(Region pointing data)

====

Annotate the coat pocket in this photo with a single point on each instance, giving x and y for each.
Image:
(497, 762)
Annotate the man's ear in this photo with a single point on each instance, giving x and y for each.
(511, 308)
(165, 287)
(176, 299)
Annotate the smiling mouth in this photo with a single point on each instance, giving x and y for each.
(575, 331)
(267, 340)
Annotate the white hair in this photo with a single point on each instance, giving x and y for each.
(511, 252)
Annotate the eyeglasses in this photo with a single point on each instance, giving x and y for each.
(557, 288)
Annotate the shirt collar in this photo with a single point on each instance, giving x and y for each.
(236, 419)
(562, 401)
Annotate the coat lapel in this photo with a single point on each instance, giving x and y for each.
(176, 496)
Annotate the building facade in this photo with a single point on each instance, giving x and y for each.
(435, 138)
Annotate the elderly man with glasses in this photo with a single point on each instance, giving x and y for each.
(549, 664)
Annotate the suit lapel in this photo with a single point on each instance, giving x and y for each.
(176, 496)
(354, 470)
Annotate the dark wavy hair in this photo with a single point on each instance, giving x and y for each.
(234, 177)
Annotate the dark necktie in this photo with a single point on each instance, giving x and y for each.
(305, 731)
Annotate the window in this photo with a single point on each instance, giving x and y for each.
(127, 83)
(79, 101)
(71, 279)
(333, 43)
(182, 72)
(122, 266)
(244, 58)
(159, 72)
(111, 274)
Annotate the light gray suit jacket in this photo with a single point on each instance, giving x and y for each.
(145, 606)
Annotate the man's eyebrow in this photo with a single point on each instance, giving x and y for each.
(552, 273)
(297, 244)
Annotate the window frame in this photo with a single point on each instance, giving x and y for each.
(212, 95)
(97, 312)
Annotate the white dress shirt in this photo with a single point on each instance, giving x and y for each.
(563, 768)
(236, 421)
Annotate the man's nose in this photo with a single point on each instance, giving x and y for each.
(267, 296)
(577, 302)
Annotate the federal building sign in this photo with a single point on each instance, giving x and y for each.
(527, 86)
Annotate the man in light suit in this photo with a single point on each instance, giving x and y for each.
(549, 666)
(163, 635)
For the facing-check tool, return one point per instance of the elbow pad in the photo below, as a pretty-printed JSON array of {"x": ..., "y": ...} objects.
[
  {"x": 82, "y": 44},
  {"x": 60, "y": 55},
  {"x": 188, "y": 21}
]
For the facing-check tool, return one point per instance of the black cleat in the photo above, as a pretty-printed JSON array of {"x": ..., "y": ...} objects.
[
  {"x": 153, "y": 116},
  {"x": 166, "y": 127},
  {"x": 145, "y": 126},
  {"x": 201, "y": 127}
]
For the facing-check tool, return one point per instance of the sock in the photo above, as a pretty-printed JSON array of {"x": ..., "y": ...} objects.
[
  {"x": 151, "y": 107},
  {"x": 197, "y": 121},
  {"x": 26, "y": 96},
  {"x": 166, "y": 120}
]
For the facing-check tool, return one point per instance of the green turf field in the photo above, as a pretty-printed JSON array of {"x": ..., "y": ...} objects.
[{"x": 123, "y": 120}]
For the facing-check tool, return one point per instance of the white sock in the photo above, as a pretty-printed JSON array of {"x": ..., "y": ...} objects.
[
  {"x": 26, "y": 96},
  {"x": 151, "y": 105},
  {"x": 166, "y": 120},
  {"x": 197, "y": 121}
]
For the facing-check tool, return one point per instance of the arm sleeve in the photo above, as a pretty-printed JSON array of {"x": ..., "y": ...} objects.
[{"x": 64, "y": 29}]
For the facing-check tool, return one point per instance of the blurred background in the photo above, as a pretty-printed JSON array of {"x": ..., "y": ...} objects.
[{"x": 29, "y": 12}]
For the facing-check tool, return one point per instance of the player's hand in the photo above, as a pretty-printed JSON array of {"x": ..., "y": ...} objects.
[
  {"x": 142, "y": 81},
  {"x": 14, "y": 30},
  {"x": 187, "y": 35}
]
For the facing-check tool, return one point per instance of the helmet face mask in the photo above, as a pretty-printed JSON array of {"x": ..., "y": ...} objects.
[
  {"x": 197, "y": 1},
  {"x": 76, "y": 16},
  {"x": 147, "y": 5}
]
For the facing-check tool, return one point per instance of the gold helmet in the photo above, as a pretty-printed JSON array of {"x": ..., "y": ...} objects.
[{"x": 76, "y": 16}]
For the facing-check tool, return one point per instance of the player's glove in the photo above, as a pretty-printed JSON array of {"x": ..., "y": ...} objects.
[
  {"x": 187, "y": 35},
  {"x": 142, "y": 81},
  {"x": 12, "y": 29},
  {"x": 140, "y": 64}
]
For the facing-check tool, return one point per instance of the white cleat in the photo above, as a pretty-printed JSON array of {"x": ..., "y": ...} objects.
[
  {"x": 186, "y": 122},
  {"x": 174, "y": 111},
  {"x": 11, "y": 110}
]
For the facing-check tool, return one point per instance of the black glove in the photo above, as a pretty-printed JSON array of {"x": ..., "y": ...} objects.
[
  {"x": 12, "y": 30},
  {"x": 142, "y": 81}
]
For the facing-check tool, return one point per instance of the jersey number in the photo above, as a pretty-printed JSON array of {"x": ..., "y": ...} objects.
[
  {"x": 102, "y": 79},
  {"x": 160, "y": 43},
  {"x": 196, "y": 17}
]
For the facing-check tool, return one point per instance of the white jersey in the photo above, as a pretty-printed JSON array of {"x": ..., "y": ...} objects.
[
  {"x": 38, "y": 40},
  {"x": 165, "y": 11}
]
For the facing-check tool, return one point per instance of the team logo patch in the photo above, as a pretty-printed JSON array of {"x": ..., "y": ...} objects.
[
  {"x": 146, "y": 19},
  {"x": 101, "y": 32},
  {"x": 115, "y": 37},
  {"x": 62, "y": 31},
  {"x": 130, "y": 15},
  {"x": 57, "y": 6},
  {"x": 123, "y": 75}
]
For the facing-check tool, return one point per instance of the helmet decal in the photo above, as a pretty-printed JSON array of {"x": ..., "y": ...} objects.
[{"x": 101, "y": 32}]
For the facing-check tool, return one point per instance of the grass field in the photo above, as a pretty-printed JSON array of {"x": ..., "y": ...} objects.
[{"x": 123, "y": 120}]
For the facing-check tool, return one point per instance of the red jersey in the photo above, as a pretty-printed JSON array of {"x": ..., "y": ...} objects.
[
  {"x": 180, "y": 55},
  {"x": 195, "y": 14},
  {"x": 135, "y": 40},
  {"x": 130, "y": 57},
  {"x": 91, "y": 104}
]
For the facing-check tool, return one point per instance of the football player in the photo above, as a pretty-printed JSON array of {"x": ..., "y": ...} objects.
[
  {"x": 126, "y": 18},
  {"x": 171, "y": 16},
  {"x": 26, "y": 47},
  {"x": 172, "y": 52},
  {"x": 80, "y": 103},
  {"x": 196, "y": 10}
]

====

Nothing is to be left out, and every entry is to be transcribed exactly.

Exercise output:
Annotate the coat pocket in this photo with a single point on each instance, giving x and y for each.
Image:
(497, 762)
Annotate the man's ear in this photo with a single point on each instance, giving x and y for each.
(511, 308)
(165, 287)
(176, 299)
Annotate the smiling mouth in this photo with a single point on each instance, giving x and y for each.
(575, 331)
(267, 340)
Annotate the white hair in this photo with a single point on each instance, giving x and y for each.
(511, 252)
Annotate the eyeglasses in this photo with a single point on each instance, giving x and y for each.
(557, 288)
Annotate the shirt collar in this photo with a single point on each instance, giving x and y for each.
(236, 419)
(562, 401)
Annotate the coat lapel in this photo with a single point on each instance, giving x and y for each.
(176, 496)
Annotate the building facade in this photo with a single point on each instance, giving x and y for each.
(435, 138)
Annotate the elderly man with glasses in this photo with a single point on each instance, giving x and y for each.
(549, 664)
Annotate the suit lapel in this photo with a single point on each instance, giving x and y for each.
(176, 496)
(354, 470)
Annotate the dark wavy hair in this photo with a single point on each instance, giving x and y for each.
(234, 177)
Annotate the dark necktie in this photo with a single point on each instance, giving x and y for each.
(305, 731)
Annotate the window in this photo with a single point on each instance, giving x and y for each.
(127, 83)
(79, 101)
(71, 279)
(333, 43)
(182, 72)
(122, 266)
(244, 58)
(159, 72)
(111, 274)
Annotate the light gray suit jacket in this photo with a single point on each instance, giving x and y for each.
(145, 606)
Annotate the man's eyebrow in this photo with a single point on each instance, giving x and y for each.
(552, 273)
(297, 244)
Annotate the window frame in this photo with a single point on each instance, giving x and y for each.
(212, 95)
(97, 312)
Annotate the white dress shirt in this photo with a single point on each instance, giving x and y for each.
(563, 768)
(236, 421)
Annotate the man's nose in this photo with a single point on each instance, giving x and y for each.
(267, 296)
(577, 302)
Annotate the federal building sign in this photo with a single point on each instance, giving x and y for each.
(527, 86)
Annotate the man in light suit in this photo with a single point on each instance, giving x and y for each.
(549, 666)
(163, 635)
For the facing-check tool, return one point per instance of the elbow pad in the photo below, as a pretty-printed JSON array of {"x": ..., "y": ...} objects.
[
  {"x": 82, "y": 44},
  {"x": 60, "y": 55},
  {"x": 188, "y": 21}
]
For the facing-check tool, return one point per instance of the black cleat in the photo above, as a pretty-printed JSON array of {"x": ..., "y": ...} objects.
[
  {"x": 153, "y": 116},
  {"x": 166, "y": 127},
  {"x": 145, "y": 126},
  {"x": 201, "y": 127}
]
For the facing-check tool, return one point per instance of the sock in the photo above, as a pretty-printed JSON array of {"x": ..., "y": ...} objects.
[
  {"x": 151, "y": 107},
  {"x": 197, "y": 121},
  {"x": 26, "y": 96},
  {"x": 166, "y": 120}
]
For the facing-check tool, return one point per instance of the green turf field in the photo above, as a pretty-printed JSON array of {"x": ..., "y": ...} objects.
[{"x": 123, "y": 120}]
For the facing-check tool, return one point per instance of the white sock in the photo above, as a pretty-printed JSON array of {"x": ..., "y": ...} objects.
[
  {"x": 26, "y": 96},
  {"x": 151, "y": 105},
  {"x": 166, "y": 120},
  {"x": 197, "y": 121}
]
For the facing-check tool, return one point per instance of the arm sleeve in the photo above, as a pretty-printed JSON array of {"x": ..., "y": ...} objects.
[{"x": 64, "y": 29}]
For the facing-check tool, return one point per instance of the blurred background in the photo above, as a pretty-printed JSON array of {"x": ..., "y": ...} objects.
[{"x": 29, "y": 12}]
For the facing-check tool, return one point per instance of the player's hand in the photo above, as a pretty-printed JSON array of {"x": ..., "y": ...} objects.
[
  {"x": 142, "y": 81},
  {"x": 14, "y": 30},
  {"x": 187, "y": 35}
]
For the facing-check tool, return one point per instance of the helmet face mask in the photo above, as a pretty-printed JSON array of {"x": ..., "y": ...} objects.
[
  {"x": 197, "y": 1},
  {"x": 76, "y": 16},
  {"x": 147, "y": 5}
]
For the facing-check tool, return one point per instance of the gold helmet in the photo above, as a pretty-printed JSON array of {"x": ..., "y": ...} objects.
[{"x": 76, "y": 16}]
For the facing-check tool, return one point per instance of the player's glove in the photo above, as a pretty-printed JSON array of {"x": ..., "y": ...} objects.
[
  {"x": 187, "y": 35},
  {"x": 142, "y": 81},
  {"x": 12, "y": 29},
  {"x": 140, "y": 64}
]
For the facing-check tool, return one point per instance of the white cleat in the photo above, as a pretty-printed JSON array of {"x": ..., "y": ...} objects.
[
  {"x": 186, "y": 122},
  {"x": 174, "y": 111},
  {"x": 11, "y": 110}
]
For the facing-check tool, return one point per instance of the black glove in the photo above, as a pretty-printed JSON array of {"x": ..., "y": ...} objects.
[
  {"x": 12, "y": 30},
  {"x": 142, "y": 81}
]
For the facing-check tool, return one point per instance of the jersey number in the photo above, as a pretty-printed JSON array of {"x": ..., "y": ...} objects.
[
  {"x": 102, "y": 79},
  {"x": 160, "y": 43},
  {"x": 196, "y": 17}
]
For the facing-check tool, return one point per instance of the white jersey in the photo above, as a pretty-printed JSON array of {"x": ..., "y": ...} objects.
[
  {"x": 38, "y": 40},
  {"x": 165, "y": 11}
]
For the facing-check tool, return one point per instance of the team logo patch in the photo above, as a pretty-printed JSON array of {"x": ..., "y": ...} objects.
[
  {"x": 146, "y": 19},
  {"x": 101, "y": 32},
  {"x": 115, "y": 37},
  {"x": 62, "y": 31},
  {"x": 130, "y": 15},
  {"x": 57, "y": 6},
  {"x": 123, "y": 75}
]
For the facing-check tool, return one point per instance of the helmet decal in the photo above, as a pretty-printed JSON array of {"x": ..., "y": ...} objects.
[{"x": 101, "y": 32}]
For the facing-check tool, return one point per instance of the grass field in the photo above, as a pretty-printed JSON array of {"x": ..., "y": ...} objects.
[{"x": 123, "y": 120}]
For the facing-check tool, return one point per instance of the red jersey in the photo above, as a pretty-printed JSON array of {"x": ..., "y": ...} objects.
[
  {"x": 180, "y": 55},
  {"x": 195, "y": 14},
  {"x": 135, "y": 40},
  {"x": 130, "y": 57},
  {"x": 91, "y": 104}
]
For the facing-check tool, return one point per instance of the football player in the photo above, as a pretty-printed JSON array of {"x": ..., "y": ...} objects.
[
  {"x": 126, "y": 18},
  {"x": 171, "y": 16},
  {"x": 26, "y": 47},
  {"x": 172, "y": 52},
  {"x": 80, "y": 103},
  {"x": 196, "y": 10}
]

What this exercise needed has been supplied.